Coordinate annotation entries:
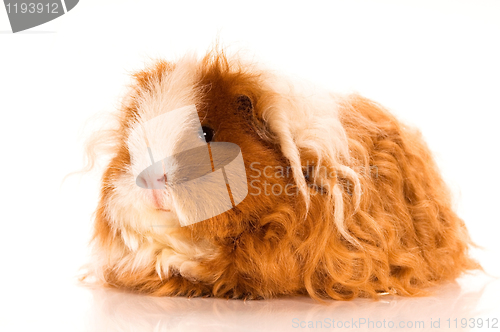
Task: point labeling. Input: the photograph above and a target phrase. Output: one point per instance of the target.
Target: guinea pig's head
(176, 121)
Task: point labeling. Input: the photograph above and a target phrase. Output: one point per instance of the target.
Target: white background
(435, 64)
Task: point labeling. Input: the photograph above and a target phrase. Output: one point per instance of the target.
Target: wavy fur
(369, 211)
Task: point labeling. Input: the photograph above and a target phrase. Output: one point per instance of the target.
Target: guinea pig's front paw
(170, 263)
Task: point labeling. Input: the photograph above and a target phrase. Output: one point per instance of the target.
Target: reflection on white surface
(471, 298)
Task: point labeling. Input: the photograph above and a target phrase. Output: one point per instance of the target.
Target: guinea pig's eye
(208, 133)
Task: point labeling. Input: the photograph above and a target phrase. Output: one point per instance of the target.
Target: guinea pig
(331, 196)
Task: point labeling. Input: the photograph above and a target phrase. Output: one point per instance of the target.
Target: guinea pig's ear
(244, 105)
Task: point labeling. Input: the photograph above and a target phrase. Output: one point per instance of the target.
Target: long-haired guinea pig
(227, 180)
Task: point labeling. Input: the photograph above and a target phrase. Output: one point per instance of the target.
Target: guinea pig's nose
(153, 177)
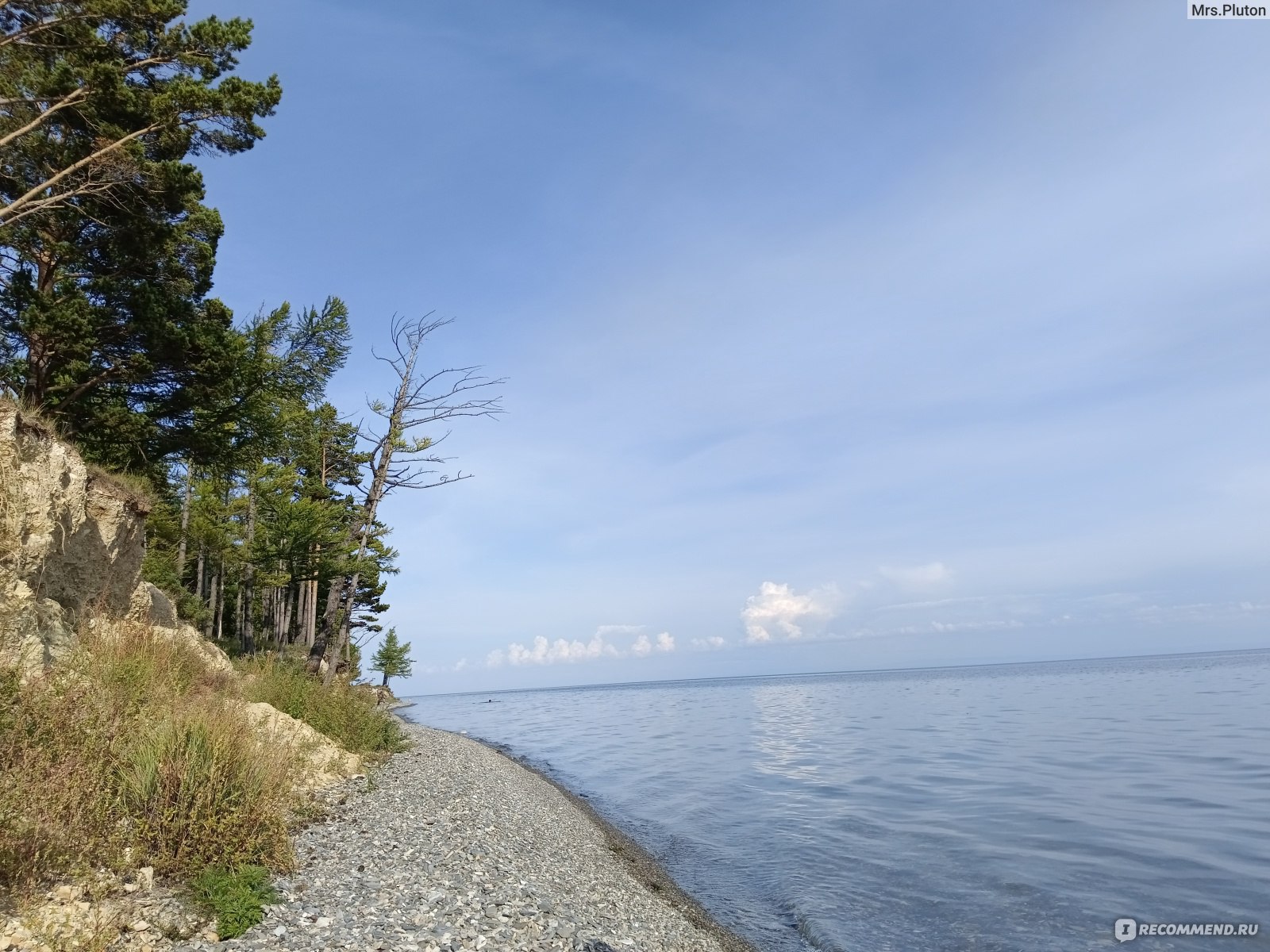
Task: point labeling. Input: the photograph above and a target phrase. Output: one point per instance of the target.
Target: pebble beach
(454, 846)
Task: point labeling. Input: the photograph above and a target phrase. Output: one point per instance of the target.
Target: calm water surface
(996, 808)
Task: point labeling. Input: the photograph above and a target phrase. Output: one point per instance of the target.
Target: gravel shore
(452, 846)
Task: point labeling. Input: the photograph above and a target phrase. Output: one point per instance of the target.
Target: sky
(836, 336)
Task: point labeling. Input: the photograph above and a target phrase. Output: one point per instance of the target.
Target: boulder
(324, 762)
(71, 539)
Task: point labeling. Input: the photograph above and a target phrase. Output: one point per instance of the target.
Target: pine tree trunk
(249, 579)
(214, 617)
(220, 603)
(289, 608)
(184, 520)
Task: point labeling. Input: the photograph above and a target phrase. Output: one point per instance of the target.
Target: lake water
(995, 808)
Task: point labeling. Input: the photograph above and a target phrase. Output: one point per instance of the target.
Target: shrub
(130, 753)
(235, 895)
(202, 790)
(344, 715)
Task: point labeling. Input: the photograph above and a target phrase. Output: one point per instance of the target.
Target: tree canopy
(106, 245)
(393, 658)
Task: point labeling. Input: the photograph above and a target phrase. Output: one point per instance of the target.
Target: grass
(131, 754)
(342, 712)
(237, 895)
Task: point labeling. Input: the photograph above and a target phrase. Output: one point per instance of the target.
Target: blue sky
(837, 336)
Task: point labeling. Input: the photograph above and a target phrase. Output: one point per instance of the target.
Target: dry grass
(133, 755)
(346, 715)
(137, 490)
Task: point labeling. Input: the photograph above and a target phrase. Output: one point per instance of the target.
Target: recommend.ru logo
(1130, 930)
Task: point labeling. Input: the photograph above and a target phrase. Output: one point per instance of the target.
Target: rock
(69, 539)
(324, 762)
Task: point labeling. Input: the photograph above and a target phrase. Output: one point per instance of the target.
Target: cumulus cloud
(645, 647)
(779, 612)
(563, 651)
(916, 577)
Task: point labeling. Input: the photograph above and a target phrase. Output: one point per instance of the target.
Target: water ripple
(987, 809)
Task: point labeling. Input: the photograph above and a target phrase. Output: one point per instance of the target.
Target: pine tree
(393, 658)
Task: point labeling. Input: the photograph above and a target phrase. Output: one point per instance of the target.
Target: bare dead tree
(402, 459)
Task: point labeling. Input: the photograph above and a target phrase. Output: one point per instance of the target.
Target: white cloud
(779, 612)
(562, 651)
(916, 577)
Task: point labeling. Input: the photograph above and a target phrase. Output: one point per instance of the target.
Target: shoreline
(639, 862)
(454, 844)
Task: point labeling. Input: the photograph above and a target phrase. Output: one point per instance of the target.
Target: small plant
(237, 895)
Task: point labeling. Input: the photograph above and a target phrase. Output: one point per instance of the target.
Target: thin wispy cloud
(937, 328)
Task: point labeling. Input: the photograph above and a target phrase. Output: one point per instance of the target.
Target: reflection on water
(784, 731)
(988, 809)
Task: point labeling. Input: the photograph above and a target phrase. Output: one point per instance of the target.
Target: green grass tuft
(237, 895)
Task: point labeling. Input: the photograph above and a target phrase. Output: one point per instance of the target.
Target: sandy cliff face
(71, 545)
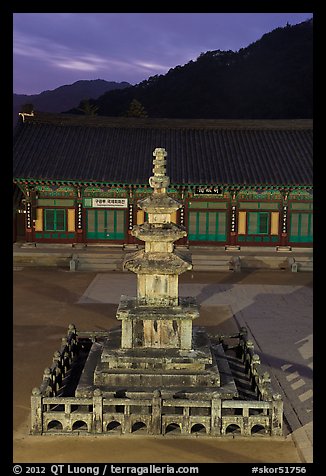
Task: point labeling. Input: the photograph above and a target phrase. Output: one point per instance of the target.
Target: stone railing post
(156, 413)
(97, 411)
(36, 412)
(277, 415)
(216, 415)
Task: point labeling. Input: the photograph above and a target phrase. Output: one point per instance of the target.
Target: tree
(27, 108)
(136, 109)
(87, 108)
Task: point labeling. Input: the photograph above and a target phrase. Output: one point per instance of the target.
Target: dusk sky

**EXERCISE REQUIREMENTS:** Locate every line in the entries above that contains the word "pine" and copy each such line. Case counts.

**ANSWER FOR THE TASK:**
Target: pine tree trunk
Target: pine tree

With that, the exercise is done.